WHAT THE TASK ASKS
Every entry must be transcribed without alteration.
• • •
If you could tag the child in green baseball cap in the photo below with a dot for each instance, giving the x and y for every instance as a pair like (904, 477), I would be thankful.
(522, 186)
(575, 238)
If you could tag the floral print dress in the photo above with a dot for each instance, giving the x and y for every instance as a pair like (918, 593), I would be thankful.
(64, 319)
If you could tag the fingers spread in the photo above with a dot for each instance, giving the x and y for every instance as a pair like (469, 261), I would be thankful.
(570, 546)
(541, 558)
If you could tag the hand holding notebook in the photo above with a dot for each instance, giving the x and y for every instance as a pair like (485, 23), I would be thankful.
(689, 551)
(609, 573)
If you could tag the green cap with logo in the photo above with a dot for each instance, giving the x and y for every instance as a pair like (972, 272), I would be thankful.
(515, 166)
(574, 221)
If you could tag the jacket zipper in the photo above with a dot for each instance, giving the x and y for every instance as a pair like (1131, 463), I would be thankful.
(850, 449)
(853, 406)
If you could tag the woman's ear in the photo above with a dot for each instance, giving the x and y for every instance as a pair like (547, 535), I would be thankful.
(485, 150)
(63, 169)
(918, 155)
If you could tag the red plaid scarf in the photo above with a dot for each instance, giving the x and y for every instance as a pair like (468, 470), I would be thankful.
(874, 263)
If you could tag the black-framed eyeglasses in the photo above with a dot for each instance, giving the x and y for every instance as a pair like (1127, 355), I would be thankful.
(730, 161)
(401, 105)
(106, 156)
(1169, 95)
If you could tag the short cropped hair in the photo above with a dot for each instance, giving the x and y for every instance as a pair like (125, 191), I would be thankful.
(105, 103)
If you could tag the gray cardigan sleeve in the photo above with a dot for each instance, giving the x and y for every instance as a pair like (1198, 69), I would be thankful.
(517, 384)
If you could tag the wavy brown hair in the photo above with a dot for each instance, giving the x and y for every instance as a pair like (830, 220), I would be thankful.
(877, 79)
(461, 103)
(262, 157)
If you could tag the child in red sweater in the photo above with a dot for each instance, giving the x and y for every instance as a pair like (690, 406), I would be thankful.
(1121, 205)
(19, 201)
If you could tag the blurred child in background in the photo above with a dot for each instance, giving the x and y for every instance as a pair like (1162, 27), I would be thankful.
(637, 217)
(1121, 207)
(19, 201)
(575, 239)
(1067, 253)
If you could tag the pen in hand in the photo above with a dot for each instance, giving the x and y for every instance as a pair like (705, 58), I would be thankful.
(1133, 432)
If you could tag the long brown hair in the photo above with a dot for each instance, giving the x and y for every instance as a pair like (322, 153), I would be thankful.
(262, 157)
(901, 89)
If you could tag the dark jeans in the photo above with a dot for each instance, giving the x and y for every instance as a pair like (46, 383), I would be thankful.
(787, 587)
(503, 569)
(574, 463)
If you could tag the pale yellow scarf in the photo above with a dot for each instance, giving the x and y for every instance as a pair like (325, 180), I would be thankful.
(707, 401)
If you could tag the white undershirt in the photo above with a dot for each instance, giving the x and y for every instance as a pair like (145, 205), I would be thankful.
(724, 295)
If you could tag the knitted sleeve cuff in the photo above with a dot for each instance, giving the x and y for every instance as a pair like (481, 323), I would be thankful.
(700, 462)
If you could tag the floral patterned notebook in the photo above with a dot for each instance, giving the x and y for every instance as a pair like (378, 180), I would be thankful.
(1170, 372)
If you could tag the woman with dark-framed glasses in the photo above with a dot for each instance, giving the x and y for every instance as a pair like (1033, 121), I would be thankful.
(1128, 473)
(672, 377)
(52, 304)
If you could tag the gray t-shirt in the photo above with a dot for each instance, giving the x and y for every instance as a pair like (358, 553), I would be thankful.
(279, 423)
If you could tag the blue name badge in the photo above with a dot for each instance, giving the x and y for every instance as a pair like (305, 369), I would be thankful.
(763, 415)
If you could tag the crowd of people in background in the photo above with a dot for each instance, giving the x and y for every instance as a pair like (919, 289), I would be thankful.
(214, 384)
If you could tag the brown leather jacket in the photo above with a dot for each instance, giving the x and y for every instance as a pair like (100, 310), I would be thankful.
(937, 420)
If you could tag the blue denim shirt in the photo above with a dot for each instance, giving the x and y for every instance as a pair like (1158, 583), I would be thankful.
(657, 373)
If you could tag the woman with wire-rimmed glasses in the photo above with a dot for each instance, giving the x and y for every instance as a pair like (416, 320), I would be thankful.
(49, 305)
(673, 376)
• • •
PROBLEM SOLUTION
If you could tag the child in green baseball cap in the photo below with a dot for each instance, giving the x and y for every instance as a pair like (904, 477), I would be thankful.
(522, 186)
(575, 238)
If you could tag the floral print dress in the photo above with a dot for each instance, giving the x and y for every instance as a pair like (918, 593), I would be thankful.
(64, 319)
If you could tag the fingers spread in the photo above with a dot for each instance, giving the x and y for every instance as a pair like (469, 261), I would be thankful.
(570, 546)
(541, 558)
If you could tag the hand holding notebook in the photo above with a dot for each instance, giving the x and y for every instance as a pair like (485, 23), I would be thankful.
(689, 551)
(609, 573)
If you could tag the green cap with logo in the photo above with a dot for each instance, giving the x and y for every instance as a pair like (972, 272), I would be thankful.
(515, 166)
(574, 221)
If you could tag the jacket zipper in the photo above with a dot for each instance, giving the x and y for every instance as a pair like (1131, 463), I would be thankful.
(850, 449)
(853, 406)
If you could tag the woman's ear in the photo above with a dot for each instance, giving the x and y for every instance as a pair like (547, 535), I would be thankful.
(485, 150)
(63, 169)
(918, 155)
If you could tag the red plaid scarf in the photo above with a dot for each instance, giving the x and y for every instance as a pair like (468, 470), I would be thankful.
(874, 263)
If you could tag the black-framed eyeglasses in the photo above with a dot for each instance, giving the x and y for every instance as a pair like (1127, 355), I would be thankful.
(730, 161)
(401, 105)
(106, 156)
(1169, 95)
If you could tag the short cropped hair in the photo above with a dot for each instance, giving the x and y for every instance as a pair like (125, 191), I would be thankful.
(105, 103)
If you could tag the gray cardigan sleeve in the photo above with a dot for each instance, giving the x and y for every instance as a pair like (1198, 69), I would be thankful.
(517, 384)
If you could tag the wavy brown hair in the photo above with a dot for each instance, giving the x and y for every instance as a pair like (830, 220), I would be thankful.
(877, 79)
(461, 103)
(262, 157)
If you could tag the child in red sweater in the photo above with a dot for each instance, giving the x and y for every instance as a pair like (690, 406), I would be thankful.
(1121, 205)
(19, 201)
If you could tag the blurred child in background in the photo above with a dot for each instance, giving the x and y for every instance as a pair like (1162, 27), I would be thankful.
(637, 217)
(1121, 207)
(19, 201)
(575, 239)
(1067, 253)
If you could tag the pen in hand in the photo above with a dot for each instance, giving the x and y for every instance as a pair like (705, 58), I would be thankful.
(1133, 432)
If you could tag the long brown hair in the photo above with a dot for each instance, giving the x and y for every instance as a pair like (322, 153), I would be thankful.
(262, 157)
(901, 89)
If you could tag the dark jeans in the photo above with a dot for each instance, giving the x and y for every instance as a pair like (46, 383), I would be thankful.
(787, 587)
(503, 569)
(574, 463)
If you could tag the pale yellow scarf in the photo above with a dot for each instance, giving the x and y for every instance as a pair like (325, 180), I would be thankful.
(707, 401)
If you could tag the white undershirt in the photo above with a dot for each instance, giving the x and y for every instance as a pair like (145, 205), I would be thankful.
(724, 295)
If you could tag the knitted sleeve cuff in the photo above with a dot for each instance, giving the x and y for every instance as a pair like (481, 323), I would be thankful.
(700, 462)
If you could tag the floral patterned notebook in the photo above with a dot for each instance, giving the x and y for every instance as a pair like (378, 180), I would be thankful.
(1170, 372)
If you could tag the woman with dark-framed glasses in the photo above with a dot for each instance, giving the x and y for every instance as a pair like (1033, 121), I would be thankful.
(1128, 473)
(672, 377)
(52, 304)
If you could tag the gray t-shirt in the photo above with a dot for each instance, giving the x and y for every instance as a pair like (358, 553), I would be thankful.
(279, 423)
If you could tag the blue name badge in the photo above with a dot for each instance, giving the x and y for every instance as a pair like (305, 369), I would be thankful.
(763, 415)
If you could tag the crowd of people in background in the photo above with a dot for each instance, giving the x and y for every instance as a pair like (919, 289), I would be thankful.
(214, 384)
If you could tag the brown leather jacket in the photo above with a dot for each instance, giving the x and y for every instance as a pair like (100, 310), I would be thankful.
(937, 420)
If you could tag the blue denim shirt in the photo above with a dot for each instance, giving the x and y for every instance as a pair like (1158, 583), I would be thankful.
(657, 373)
If you could tag the woman with wire-rimmed glasses in the photo above with a dot for each instance, giving the x and y for every instance as a pair like (416, 320), I would be thankful.
(49, 305)
(673, 376)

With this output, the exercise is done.